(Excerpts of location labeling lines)

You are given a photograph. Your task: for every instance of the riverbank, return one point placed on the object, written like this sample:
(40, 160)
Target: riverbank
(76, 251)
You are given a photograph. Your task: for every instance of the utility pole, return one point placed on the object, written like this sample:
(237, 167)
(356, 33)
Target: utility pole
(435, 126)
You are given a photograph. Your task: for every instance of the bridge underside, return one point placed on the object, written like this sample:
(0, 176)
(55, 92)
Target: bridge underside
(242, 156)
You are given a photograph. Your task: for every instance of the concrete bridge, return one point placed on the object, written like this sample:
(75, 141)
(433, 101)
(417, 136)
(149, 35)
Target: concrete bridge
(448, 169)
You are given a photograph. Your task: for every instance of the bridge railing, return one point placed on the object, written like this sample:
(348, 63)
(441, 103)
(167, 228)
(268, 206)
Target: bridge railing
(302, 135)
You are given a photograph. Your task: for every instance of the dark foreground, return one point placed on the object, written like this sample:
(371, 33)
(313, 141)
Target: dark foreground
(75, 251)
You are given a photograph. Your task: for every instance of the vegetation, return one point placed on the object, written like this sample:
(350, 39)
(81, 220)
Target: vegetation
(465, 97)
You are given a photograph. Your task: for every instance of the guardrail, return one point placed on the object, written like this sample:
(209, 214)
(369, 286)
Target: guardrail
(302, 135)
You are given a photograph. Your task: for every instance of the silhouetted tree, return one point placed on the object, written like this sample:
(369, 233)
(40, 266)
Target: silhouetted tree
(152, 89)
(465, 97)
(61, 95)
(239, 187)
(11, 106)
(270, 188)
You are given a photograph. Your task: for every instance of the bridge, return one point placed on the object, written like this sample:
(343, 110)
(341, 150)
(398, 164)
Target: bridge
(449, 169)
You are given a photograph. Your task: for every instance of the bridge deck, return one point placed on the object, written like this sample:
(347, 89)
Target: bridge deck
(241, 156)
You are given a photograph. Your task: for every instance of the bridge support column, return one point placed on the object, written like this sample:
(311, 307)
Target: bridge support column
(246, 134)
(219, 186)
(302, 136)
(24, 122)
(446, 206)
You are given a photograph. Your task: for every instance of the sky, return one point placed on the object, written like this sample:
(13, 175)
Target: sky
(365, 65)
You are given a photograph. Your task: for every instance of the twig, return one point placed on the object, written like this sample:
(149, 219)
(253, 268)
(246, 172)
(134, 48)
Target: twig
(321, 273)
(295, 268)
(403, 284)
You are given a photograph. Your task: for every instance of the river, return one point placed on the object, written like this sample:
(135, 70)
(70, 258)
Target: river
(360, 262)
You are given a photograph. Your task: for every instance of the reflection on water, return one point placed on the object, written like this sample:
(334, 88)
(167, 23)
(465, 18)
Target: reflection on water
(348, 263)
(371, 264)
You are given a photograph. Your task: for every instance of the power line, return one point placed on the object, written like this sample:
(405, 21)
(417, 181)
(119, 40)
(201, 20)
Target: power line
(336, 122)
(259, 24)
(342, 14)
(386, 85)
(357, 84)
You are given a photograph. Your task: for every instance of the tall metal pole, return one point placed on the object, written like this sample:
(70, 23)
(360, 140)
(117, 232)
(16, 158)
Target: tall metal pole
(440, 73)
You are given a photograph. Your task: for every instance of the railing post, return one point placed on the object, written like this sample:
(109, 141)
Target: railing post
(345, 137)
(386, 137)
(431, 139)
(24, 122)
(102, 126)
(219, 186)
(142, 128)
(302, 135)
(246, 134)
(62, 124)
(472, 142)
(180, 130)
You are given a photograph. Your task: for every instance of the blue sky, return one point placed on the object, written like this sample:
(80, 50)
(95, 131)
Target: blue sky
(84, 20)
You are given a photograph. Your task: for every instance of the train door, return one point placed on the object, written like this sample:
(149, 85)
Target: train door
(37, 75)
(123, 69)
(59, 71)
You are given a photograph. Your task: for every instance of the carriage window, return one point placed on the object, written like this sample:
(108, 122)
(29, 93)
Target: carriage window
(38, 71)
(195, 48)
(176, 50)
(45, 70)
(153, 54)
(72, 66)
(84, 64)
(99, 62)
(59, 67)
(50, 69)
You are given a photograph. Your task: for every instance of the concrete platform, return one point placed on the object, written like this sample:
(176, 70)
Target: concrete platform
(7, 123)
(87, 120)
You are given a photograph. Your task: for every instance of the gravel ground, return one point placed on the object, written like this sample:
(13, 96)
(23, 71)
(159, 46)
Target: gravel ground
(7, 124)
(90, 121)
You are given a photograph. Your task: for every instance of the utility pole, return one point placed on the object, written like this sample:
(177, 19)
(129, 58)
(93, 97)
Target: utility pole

• **WRITTEN TASK**: Reproduce the lines verbatim, starting at the line containing "concrete platform, return" and ending at the last line of the records, both ends included.

• **WRITTEN RESPONSE**:
You are given a photograph. Your task: for every instance of the concrete platform, return one point placed on the object, written like this sample:
(176, 70)
Target: concrete platform
(7, 123)
(87, 120)
You are given a photograph. Your task: for every instance of the gravel ground, return one point placed on the object, written like this sample:
(13, 96)
(23, 71)
(159, 46)
Target: gravel ground
(7, 124)
(90, 121)
You are given a photograph. Your task: for every instance of the utility pole, return one point placed on the object, written like this sample:
(177, 19)
(129, 58)
(93, 97)
Target: utility pole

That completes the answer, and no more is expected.